[Records from a collection]
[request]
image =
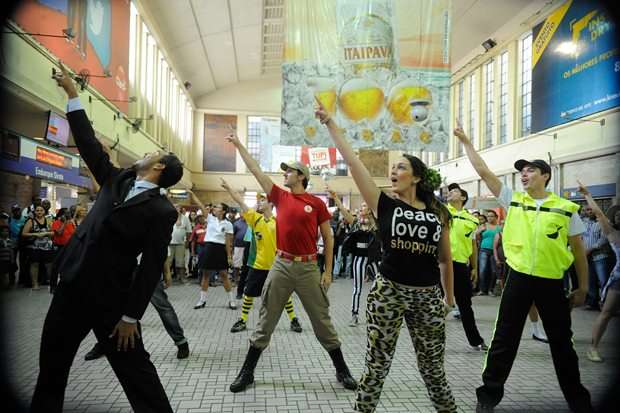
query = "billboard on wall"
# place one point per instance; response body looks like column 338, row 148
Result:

#### TRY IT:
Could each line of the data be written out exactly, with no pictures included?

#### REPLY TO THE EXERCISE:
[request]
image =
query = "billboard on wall"
# place one point per instance; response body looks like column 338, row 148
Result:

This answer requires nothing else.